## WHAT YOU NEED TO DO
Rewrite the material from the line containing "the glass shower" through the line containing "xmin=398 ymin=0 xmax=561 ymax=56", switching "marble" to "granite" and leaving everything else as it is.

## Stored dataset material
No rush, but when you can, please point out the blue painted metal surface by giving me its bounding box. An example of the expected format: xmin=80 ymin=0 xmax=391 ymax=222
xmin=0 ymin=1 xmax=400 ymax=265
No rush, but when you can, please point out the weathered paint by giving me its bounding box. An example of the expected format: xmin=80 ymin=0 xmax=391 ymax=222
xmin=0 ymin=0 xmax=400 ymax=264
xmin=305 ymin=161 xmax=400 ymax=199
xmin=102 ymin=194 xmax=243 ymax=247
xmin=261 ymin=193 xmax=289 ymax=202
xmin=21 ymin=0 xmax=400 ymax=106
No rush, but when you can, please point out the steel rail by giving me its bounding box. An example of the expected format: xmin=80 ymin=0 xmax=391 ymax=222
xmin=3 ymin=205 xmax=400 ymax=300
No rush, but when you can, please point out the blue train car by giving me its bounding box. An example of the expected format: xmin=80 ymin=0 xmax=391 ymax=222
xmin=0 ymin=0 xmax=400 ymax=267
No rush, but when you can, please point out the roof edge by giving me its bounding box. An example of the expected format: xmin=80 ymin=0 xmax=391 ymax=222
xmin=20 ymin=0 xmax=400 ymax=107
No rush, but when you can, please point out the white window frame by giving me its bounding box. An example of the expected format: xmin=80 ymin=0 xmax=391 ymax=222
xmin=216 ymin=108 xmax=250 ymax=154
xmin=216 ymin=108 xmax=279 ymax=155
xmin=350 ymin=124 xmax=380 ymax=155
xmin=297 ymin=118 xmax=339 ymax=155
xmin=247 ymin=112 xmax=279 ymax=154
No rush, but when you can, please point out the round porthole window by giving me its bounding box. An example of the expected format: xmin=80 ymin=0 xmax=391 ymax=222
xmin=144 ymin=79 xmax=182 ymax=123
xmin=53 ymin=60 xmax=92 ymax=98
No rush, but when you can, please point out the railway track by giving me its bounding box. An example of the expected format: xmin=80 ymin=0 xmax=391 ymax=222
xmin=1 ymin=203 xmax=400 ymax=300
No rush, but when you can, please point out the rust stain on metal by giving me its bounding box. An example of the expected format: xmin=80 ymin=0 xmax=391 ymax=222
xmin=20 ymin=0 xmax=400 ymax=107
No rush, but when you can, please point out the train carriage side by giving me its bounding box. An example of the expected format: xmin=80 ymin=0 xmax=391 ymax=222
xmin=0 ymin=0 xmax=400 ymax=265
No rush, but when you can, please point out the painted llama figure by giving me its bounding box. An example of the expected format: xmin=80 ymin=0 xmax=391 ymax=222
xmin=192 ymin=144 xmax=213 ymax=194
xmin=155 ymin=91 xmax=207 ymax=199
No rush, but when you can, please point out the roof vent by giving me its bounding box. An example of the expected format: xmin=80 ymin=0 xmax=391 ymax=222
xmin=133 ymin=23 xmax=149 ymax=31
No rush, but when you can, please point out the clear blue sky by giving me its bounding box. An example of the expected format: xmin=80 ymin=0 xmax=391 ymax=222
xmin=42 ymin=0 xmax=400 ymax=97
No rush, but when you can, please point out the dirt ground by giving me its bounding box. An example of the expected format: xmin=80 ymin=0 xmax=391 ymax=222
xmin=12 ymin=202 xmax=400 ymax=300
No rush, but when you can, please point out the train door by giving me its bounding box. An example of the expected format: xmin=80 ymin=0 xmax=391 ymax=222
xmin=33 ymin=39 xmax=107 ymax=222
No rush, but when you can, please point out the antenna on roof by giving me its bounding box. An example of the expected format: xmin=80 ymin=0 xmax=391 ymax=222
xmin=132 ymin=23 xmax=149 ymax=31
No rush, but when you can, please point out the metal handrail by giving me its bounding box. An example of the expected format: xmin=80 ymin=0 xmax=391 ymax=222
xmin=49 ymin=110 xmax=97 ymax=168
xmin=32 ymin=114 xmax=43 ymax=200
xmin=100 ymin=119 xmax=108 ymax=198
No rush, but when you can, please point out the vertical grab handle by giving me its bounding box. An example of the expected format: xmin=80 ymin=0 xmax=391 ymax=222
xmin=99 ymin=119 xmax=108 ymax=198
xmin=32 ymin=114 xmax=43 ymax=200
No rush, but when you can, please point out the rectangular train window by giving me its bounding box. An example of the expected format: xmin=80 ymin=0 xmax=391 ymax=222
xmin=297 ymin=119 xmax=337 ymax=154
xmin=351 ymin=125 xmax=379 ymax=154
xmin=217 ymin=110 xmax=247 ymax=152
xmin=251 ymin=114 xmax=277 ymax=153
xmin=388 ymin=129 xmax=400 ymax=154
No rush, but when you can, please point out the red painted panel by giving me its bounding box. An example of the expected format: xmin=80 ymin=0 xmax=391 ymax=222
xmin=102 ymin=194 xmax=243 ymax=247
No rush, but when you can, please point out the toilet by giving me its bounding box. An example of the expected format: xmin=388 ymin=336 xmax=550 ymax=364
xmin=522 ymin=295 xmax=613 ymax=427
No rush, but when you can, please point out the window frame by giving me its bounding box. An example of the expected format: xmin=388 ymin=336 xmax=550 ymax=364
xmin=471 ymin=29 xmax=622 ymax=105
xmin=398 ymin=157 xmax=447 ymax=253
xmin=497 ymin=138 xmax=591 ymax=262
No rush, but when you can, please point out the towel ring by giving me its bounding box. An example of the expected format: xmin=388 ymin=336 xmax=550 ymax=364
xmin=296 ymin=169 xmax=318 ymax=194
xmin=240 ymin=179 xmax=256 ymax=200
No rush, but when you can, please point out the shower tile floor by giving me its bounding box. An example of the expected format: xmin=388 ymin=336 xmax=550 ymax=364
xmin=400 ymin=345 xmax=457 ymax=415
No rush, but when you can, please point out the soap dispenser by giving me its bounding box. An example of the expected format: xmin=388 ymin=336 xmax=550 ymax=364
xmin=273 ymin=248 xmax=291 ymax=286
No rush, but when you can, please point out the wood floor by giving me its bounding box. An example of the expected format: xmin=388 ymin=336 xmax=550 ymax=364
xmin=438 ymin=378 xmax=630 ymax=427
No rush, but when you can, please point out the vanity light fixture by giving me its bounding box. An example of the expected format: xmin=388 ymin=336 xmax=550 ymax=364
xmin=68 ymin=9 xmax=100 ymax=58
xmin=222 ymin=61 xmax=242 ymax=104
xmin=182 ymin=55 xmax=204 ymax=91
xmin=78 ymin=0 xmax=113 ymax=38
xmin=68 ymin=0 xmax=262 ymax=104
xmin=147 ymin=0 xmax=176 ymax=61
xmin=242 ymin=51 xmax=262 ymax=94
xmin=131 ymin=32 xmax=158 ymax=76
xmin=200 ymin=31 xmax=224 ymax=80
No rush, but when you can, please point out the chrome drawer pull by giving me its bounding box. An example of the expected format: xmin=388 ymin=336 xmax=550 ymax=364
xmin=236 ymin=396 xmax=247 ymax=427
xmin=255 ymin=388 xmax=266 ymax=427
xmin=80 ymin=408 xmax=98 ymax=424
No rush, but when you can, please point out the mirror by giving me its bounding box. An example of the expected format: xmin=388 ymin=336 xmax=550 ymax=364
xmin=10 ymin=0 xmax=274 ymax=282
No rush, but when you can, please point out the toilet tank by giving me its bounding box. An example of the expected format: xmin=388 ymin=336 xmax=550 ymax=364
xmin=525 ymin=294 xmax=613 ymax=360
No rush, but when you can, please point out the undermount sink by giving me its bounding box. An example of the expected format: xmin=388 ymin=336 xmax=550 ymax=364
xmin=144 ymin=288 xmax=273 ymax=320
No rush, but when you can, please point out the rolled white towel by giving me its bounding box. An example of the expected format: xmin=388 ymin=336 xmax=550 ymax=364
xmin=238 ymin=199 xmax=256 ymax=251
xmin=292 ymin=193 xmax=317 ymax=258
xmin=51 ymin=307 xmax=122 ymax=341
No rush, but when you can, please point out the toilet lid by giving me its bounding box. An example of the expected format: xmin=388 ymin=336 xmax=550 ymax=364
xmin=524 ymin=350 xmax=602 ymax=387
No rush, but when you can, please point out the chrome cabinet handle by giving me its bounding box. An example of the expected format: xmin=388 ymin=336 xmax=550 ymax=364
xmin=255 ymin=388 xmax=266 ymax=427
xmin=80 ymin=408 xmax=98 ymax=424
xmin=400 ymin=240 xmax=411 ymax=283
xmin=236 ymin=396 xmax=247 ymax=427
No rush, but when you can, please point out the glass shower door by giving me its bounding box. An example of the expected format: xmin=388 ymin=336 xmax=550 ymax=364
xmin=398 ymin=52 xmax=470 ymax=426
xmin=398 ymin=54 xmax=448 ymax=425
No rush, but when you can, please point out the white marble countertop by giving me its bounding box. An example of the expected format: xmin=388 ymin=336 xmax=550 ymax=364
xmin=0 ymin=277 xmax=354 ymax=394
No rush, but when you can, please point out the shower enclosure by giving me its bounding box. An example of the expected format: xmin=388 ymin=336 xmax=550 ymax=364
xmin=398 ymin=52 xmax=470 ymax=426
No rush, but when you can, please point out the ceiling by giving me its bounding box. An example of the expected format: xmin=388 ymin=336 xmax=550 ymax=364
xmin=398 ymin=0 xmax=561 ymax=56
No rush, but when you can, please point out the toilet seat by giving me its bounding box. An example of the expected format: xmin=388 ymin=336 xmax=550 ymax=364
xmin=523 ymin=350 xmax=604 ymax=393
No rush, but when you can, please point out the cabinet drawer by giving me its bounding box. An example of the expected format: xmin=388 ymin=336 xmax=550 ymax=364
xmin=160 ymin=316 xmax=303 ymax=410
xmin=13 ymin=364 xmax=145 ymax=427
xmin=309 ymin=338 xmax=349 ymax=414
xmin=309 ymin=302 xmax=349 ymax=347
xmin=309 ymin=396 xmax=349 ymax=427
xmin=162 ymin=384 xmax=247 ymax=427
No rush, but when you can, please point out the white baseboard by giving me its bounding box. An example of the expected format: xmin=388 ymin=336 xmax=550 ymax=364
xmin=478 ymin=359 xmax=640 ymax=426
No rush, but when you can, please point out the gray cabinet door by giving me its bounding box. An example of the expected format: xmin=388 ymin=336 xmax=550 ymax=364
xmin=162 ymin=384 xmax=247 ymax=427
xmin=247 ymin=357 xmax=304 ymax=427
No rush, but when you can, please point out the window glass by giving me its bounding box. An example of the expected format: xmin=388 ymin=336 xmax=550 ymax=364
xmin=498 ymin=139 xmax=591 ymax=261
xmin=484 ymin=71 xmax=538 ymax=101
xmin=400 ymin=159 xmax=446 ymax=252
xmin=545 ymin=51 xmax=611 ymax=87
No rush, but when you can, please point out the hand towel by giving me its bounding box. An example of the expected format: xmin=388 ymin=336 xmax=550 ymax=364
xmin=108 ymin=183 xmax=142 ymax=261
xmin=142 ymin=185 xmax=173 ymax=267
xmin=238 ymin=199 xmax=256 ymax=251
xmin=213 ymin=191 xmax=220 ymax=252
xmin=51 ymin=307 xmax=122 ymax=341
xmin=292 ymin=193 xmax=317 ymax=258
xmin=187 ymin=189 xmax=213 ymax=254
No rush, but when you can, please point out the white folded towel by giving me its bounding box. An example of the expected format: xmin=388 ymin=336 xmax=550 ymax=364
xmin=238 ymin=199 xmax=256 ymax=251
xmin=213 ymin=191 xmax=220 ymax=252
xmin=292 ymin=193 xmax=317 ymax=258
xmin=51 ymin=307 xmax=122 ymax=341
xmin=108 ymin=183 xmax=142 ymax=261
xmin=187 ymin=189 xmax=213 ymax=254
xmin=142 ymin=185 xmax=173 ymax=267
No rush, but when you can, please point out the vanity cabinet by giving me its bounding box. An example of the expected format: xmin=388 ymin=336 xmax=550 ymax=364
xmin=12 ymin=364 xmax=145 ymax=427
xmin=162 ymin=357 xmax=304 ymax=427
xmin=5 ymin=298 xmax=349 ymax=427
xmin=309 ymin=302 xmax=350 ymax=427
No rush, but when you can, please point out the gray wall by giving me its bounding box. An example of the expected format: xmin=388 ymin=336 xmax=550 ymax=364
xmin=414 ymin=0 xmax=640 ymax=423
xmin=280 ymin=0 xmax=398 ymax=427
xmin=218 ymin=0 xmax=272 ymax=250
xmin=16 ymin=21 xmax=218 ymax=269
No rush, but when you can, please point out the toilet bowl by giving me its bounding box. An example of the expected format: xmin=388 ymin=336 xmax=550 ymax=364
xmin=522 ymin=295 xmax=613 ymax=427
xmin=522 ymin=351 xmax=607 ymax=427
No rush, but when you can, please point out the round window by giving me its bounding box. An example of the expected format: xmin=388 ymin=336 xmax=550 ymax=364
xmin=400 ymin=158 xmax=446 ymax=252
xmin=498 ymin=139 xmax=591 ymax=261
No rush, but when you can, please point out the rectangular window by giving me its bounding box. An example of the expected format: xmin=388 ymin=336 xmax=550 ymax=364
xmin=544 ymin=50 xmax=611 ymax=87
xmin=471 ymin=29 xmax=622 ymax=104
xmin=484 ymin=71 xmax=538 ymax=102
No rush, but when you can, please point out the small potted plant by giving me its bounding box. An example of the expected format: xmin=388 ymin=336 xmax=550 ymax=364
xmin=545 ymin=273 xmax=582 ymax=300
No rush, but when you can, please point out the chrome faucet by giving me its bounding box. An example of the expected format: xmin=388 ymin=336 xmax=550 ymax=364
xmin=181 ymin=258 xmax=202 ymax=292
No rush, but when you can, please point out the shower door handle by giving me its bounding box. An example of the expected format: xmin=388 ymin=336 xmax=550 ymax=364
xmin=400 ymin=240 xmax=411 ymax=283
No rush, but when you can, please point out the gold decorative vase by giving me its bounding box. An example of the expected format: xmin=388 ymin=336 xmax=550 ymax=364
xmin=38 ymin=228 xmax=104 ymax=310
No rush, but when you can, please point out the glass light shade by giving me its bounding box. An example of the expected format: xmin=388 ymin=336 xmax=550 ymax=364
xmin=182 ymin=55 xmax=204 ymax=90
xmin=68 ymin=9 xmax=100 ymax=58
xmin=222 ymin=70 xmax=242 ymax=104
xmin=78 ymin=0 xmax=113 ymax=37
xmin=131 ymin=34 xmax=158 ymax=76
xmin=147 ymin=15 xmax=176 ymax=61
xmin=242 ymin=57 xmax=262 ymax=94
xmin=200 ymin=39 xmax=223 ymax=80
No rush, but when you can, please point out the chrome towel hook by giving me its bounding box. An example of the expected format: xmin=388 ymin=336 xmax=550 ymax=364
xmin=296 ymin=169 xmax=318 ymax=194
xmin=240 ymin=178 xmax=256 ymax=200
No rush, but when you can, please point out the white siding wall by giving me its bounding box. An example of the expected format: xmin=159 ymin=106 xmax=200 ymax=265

## ANSWER
No rush, but when you can, please point out the glass shower door by giving me its bounding box. An example of the expected format: xmin=388 ymin=336 xmax=550 ymax=364
xmin=398 ymin=52 xmax=470 ymax=426
xmin=398 ymin=54 xmax=448 ymax=425
No rush, but when you can, please point out the white granite countertop by giving me its bounding box. An example of the expected format: xmin=388 ymin=336 xmax=550 ymax=364
xmin=0 ymin=277 xmax=354 ymax=394
No rush, but when you can, please point out the shower enclosure by giving me its bounding box. An example of the expected format: xmin=388 ymin=336 xmax=550 ymax=364
xmin=398 ymin=52 xmax=470 ymax=426
No rush, but when you can, please point out the ceiling by giving me its bounding box. An example of the expected format: xmin=388 ymin=336 xmax=550 ymax=364
xmin=398 ymin=0 xmax=561 ymax=56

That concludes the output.